*Given information*.

>>>

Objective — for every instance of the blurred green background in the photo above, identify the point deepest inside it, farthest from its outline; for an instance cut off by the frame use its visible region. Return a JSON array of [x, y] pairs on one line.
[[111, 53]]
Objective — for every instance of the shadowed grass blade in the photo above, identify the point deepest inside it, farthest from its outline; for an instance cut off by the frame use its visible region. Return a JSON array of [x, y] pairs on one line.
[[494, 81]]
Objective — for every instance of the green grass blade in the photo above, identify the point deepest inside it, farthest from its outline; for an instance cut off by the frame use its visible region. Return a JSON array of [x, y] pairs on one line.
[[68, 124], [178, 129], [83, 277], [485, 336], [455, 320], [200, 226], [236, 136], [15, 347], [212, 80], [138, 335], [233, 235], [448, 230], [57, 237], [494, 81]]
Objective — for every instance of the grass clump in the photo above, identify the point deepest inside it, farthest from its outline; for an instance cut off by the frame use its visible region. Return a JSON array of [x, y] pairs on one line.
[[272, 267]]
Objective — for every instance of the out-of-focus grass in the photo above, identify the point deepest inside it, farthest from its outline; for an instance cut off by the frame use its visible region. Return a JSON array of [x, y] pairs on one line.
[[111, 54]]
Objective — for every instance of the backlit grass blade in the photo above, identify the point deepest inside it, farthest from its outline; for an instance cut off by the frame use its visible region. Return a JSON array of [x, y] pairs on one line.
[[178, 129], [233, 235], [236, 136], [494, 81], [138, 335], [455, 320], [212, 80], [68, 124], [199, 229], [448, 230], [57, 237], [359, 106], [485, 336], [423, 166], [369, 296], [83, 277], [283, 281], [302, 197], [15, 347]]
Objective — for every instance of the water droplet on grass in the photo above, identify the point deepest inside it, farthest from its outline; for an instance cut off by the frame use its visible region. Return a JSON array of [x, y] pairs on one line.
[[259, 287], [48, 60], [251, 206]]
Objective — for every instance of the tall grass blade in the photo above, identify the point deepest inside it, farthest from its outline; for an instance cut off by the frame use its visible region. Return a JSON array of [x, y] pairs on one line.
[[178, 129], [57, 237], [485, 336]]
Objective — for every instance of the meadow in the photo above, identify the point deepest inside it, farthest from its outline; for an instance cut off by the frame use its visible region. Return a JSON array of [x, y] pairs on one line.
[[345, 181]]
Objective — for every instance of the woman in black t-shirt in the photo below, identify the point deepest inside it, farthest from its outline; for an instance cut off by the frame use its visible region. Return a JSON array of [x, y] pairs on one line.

<<<
>>>

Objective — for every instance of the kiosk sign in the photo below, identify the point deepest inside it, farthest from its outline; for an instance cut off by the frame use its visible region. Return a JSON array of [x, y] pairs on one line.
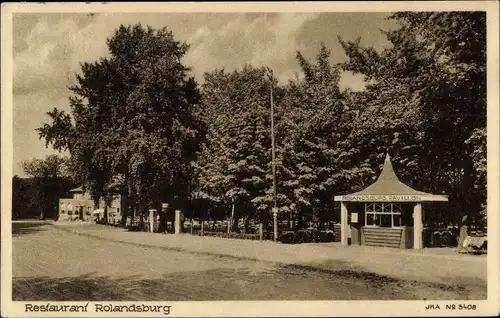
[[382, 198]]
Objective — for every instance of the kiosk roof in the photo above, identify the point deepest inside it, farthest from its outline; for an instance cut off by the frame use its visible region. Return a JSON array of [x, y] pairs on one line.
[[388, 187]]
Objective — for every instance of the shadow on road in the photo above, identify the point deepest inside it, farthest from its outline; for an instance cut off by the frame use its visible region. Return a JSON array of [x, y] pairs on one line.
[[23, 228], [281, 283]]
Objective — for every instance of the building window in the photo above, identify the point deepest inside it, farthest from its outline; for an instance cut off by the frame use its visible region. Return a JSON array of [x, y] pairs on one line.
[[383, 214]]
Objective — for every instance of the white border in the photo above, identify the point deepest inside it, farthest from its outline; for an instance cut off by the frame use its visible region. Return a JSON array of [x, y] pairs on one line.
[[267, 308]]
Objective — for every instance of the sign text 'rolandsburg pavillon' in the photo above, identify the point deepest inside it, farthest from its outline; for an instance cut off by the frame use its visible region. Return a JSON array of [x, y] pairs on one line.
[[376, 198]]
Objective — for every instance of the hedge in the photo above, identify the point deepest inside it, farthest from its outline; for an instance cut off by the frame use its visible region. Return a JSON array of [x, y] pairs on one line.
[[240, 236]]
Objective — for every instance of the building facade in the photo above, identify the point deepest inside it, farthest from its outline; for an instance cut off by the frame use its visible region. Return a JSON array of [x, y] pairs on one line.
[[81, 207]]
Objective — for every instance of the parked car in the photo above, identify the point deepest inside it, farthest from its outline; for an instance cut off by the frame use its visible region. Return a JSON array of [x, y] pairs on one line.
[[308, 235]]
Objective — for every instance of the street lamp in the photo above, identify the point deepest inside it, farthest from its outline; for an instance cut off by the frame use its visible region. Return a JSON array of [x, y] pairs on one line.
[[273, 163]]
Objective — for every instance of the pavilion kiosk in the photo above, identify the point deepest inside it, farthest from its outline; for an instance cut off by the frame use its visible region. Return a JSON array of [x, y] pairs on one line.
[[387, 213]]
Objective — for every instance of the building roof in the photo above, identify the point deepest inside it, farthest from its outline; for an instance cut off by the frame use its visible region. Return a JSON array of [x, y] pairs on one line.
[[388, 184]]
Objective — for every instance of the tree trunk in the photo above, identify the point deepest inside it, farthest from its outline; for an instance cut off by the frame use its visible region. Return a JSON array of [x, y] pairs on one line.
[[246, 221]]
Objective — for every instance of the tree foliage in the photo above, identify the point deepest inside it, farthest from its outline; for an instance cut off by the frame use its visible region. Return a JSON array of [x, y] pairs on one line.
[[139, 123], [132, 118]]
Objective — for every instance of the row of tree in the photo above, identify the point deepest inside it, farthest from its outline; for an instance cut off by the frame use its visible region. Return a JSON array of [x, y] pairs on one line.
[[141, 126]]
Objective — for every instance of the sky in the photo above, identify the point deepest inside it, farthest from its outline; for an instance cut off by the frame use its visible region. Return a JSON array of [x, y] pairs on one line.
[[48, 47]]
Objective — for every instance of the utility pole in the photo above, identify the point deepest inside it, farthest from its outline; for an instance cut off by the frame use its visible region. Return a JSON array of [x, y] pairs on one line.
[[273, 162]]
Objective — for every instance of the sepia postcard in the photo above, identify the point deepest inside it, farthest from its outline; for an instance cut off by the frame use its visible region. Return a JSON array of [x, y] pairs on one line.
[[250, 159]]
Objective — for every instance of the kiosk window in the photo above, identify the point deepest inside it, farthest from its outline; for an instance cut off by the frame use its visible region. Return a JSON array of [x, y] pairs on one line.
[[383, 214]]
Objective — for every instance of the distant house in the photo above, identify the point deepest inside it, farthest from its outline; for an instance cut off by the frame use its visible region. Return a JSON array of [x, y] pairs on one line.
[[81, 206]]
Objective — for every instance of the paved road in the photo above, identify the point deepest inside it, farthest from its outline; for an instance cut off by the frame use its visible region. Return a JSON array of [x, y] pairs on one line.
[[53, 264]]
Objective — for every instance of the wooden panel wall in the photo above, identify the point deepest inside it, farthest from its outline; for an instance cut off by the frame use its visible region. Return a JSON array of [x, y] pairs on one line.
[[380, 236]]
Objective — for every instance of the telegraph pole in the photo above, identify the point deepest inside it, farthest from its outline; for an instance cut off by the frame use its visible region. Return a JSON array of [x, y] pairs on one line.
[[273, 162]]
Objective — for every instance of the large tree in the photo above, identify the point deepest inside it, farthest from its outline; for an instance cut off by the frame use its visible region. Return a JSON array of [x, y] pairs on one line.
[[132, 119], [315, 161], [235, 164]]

<<<

*Written request*.
Can you reproduce word for word the material above, starting with the line that contains "Objective — for every instance of the building roof" and going on through the line that contains "[[388, 184]]", and nothing more?

*Task solution*.
Objective — for every instance of the building roof in the photo above, identify the point deepest inside it, farthest from its outline; for an instance cut off by the frame use its visible region. Return a JSON array of [x, y] pairs on one line.
[[388, 184]]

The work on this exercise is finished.